» Set task
Rewrite all of the data below with every "instance" changed to "occurrence". Keep everything else the same.

» The records

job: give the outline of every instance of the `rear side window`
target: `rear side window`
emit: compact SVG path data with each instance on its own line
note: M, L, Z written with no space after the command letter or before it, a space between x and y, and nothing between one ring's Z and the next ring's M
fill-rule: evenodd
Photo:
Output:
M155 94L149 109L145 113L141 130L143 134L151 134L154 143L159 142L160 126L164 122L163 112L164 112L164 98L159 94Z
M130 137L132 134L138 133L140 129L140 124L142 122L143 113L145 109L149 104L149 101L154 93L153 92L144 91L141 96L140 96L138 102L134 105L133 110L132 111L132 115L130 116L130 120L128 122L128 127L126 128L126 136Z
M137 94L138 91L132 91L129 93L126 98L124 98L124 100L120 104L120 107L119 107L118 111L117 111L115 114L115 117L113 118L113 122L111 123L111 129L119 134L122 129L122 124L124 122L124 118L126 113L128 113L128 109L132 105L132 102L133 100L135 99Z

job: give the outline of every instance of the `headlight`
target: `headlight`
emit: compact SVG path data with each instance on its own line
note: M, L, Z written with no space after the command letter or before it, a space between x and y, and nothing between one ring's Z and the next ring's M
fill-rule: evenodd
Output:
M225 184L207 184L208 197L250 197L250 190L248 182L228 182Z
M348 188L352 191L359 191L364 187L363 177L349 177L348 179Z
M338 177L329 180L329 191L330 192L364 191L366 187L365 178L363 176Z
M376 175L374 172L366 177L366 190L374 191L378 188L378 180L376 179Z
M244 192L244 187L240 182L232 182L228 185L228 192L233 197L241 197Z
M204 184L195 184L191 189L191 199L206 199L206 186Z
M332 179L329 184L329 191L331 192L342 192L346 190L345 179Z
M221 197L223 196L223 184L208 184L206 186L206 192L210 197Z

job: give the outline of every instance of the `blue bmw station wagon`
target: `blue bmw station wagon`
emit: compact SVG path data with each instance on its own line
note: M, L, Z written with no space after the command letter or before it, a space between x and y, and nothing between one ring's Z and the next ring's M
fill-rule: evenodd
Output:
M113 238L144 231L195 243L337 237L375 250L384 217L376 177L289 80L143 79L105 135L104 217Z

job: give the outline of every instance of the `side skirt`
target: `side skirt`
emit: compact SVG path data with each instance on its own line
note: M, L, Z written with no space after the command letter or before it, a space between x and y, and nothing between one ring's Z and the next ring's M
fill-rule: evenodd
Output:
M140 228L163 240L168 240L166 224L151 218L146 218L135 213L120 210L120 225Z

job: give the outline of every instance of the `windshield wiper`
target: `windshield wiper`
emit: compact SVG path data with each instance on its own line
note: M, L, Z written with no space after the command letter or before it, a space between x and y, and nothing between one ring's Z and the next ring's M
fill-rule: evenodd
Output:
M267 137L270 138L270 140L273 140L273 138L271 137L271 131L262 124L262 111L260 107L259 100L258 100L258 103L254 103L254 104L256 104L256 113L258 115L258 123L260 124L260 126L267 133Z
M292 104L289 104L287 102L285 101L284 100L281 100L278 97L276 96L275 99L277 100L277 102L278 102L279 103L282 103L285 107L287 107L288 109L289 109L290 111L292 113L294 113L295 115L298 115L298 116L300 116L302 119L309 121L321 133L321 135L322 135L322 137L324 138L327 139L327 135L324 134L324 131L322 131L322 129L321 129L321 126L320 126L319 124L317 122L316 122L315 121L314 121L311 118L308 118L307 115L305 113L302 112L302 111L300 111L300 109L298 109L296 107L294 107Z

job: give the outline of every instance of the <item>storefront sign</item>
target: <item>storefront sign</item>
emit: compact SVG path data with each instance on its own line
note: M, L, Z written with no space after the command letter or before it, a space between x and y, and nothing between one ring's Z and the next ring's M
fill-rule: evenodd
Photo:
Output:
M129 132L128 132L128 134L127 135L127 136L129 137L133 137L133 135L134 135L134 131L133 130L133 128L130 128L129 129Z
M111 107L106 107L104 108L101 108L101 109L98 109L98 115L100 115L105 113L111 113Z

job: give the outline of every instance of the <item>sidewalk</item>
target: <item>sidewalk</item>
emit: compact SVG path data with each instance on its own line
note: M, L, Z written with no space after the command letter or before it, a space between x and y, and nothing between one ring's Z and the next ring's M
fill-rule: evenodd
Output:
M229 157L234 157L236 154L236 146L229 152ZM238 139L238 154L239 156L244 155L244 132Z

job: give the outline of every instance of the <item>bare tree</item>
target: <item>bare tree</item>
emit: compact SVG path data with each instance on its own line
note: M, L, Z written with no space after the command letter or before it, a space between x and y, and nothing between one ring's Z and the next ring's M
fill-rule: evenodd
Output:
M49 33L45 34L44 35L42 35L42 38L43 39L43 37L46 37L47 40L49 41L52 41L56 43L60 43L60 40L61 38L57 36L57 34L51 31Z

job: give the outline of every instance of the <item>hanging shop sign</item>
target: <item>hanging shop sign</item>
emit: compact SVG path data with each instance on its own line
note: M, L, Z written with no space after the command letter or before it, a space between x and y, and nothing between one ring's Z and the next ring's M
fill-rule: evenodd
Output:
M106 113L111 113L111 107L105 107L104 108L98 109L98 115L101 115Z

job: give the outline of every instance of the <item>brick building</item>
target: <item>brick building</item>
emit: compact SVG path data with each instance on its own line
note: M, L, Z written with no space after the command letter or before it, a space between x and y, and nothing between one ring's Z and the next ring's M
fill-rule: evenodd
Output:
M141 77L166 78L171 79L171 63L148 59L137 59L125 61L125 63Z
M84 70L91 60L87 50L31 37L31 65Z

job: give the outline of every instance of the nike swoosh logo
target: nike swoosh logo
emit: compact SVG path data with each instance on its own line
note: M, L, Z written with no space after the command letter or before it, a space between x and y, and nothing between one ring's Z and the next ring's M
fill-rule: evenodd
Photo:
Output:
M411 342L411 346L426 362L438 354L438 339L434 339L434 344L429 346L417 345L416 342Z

» Exercise output
job: give the outline of every occurrence of the `rear side window`
target: `rear side window`
emit: compact SVG path data with each occurrence on its own line
note: M, L, Z written with no space after the command letter or before it, a space between x and y, and nothing between one ring's Z and the next ring's M
fill-rule: evenodd
Photo:
Output:
M155 94L149 109L145 113L141 130L143 134L151 134L154 143L159 142L160 126L164 122L163 112L164 112L164 98L159 94Z
M130 137L132 134L138 133L140 129L140 124L142 122L143 113L145 109L149 104L149 101L154 93L153 92L144 91L141 96L140 96L138 102L134 105L133 110L132 111L132 115L130 116L130 120L128 122L128 127L126 128L126 136Z
M137 94L138 91L132 91L129 93L126 98L124 98L124 100L120 104L120 107L119 107L118 111L117 111L115 114L115 117L113 118L113 122L111 123L111 129L119 134L122 129L122 124L124 122L124 118L126 113L128 113L128 109L132 105L132 102L133 100L135 99Z

job: give the outline of every occurrence of the `headlight`
target: `headlight`
emit: compact SVG path data with each occurrence on its own line
note: M, L, Z written with no space after the command letter or before it, a space between x and y, and nothing between one ring's Z and the next ring's M
fill-rule: evenodd
Output:
M225 184L207 184L208 197L250 197L250 190L248 182L228 182Z
M348 188L352 191L359 191L364 187L363 177L349 177L348 179Z
M338 177L329 180L329 191L330 192L364 191L366 187L365 178L363 176Z
M376 175L374 172L366 177L366 190L374 191L378 188L378 180L376 179Z
M244 192L244 187L240 182L232 182L228 185L228 192L233 197L241 197Z
M204 184L195 184L191 189L191 199L206 199L206 186Z
M332 179L329 184L329 191L331 192L342 192L346 190L345 179Z
M221 197L223 196L223 184L208 184L206 186L206 192L210 197Z

job: give the outline of every occurrence of the `blue bmw station wagon`
target: `blue bmw station wagon`
emit: compact SVG path data with each occurrence on its own line
note: M, L, Z written with no space after the command letter or before it, a space between x and y, and nothing between one ring's Z and the next ring's M
fill-rule: evenodd
Output:
M113 238L144 231L195 243L337 237L375 250L384 217L376 177L289 80L143 79L105 135L104 217Z

job: give the outline of every occurrence of the `side skirt`
target: `side skirt`
emit: compact SVG path data with each occurrence on its own line
note: M, L, Z written with no space after the command letter or before it, a space between x and y, and nothing between one ring's Z and the next ring's M
fill-rule: evenodd
Output:
M140 228L163 240L168 240L166 224L151 218L146 218L135 213L120 210L120 225Z

job: give the outline of every occurrence of the `windshield wiper`
target: `windshield wiper`
emit: compact SVG path data with each occurrence on its own line
note: M, L, Z written with no space after the command letter or before it, a space between x and y, and nothing between one ring's Z and the next ring's M
fill-rule: evenodd
Output:
M267 137L270 138L270 140L273 140L273 138L271 137L271 131L262 124L262 111L260 107L259 100L258 100L258 103L254 103L254 104L256 104L256 113L258 115L258 123L260 124L260 126L267 133Z
M292 104L289 104L287 102L285 101L284 100L281 100L278 97L276 96L275 99L277 100L277 102L278 102L279 103L282 103L285 107L287 107L288 109L289 109L290 111L292 113L294 113L295 115L298 115L298 116L300 116L302 119L309 121L321 133L321 135L322 135L322 137L324 138L327 139L327 135L324 134L324 131L322 131L322 129L321 129L321 126L320 126L319 124L317 122L316 122L315 121L314 121L311 118L308 118L307 115L305 113L302 112L302 111L300 111L300 109L298 109L296 107L294 107Z

job: give the outline of every occurrence of the <item>storefront sign</item>
target: <item>storefront sign</item>
emit: compact SVG path data with each occurrence on its own line
note: M, L, Z written with no space after the command letter or before it, a space between x and y, and nothing between one ring's Z and the next ring's M
fill-rule: evenodd
Photo:
Output:
M129 132L128 132L128 134L127 135L127 136L129 137L133 137L133 135L134 135L134 131L133 130L133 128L130 128L129 129Z
M111 107L106 107L104 108L101 108L101 109L98 109L98 115L100 115L105 113L111 113Z

job: give the outline of every occurrence of the <item>sidewalk</item>
target: <item>sidewalk</item>
emit: compact SVG path data with each occurrence on its own line
note: M, L, Z written with no space after the command letter or before it, a space between x and y, and nothing between one ring's Z and the next ring's M
fill-rule: evenodd
Output:
M229 157L234 157L236 154L236 146L229 152ZM238 139L238 154L239 156L244 155L244 132Z

job: give the outline of every occurrence of the <item>bare tree</item>
target: <item>bare tree</item>
emit: compact SVG path data with each occurrence on its own line
note: M, L, Z written with no space after the command letter or before it, a space between x and y, and nothing between one ring's Z and the next ring's M
fill-rule: evenodd
Output:
M49 33L45 34L44 35L42 35L42 38L43 39L43 37L46 37L47 40L49 41L52 41L56 43L60 43L60 40L61 38L57 36L57 34L51 31Z

job: give the outline of every occurrence of the <item>hanging shop sign</item>
target: <item>hanging shop sign</item>
emit: compact SVG path data with each occurrence on its own line
note: M, L, Z written with no space after the command letter or before it, a space between x and y, and nothing between one ring's Z and the next ring's M
fill-rule: evenodd
Output:
M106 113L111 113L111 107L105 107L104 108L98 109L98 115L101 115Z

job: give the outline of every occurrence of the <item>brick building</item>
target: <item>brick building</item>
emit: compact SVG path data with each occurrence on its own line
note: M, L, Z written with no space after the command letter or before it, a space between x and y, and nothing between one ring's Z and the next ring's M
fill-rule: evenodd
Output:
M141 77L166 78L171 79L171 63L148 59L137 59L125 61L125 63Z
M84 70L91 60L87 50L31 37L31 65Z

job: give the outline of every occurrence of the nike swoosh logo
target: nike swoosh logo
emit: compact SVG path data with each occurrence on its own line
note: M, L, Z written with no space after the command letter or before it, a space between x and y, and nothing between one ring's Z and the next ring's M
fill-rule: evenodd
Photo:
Output:
M411 342L411 346L426 362L438 354L438 339L434 339L434 344L429 346L417 345L416 342Z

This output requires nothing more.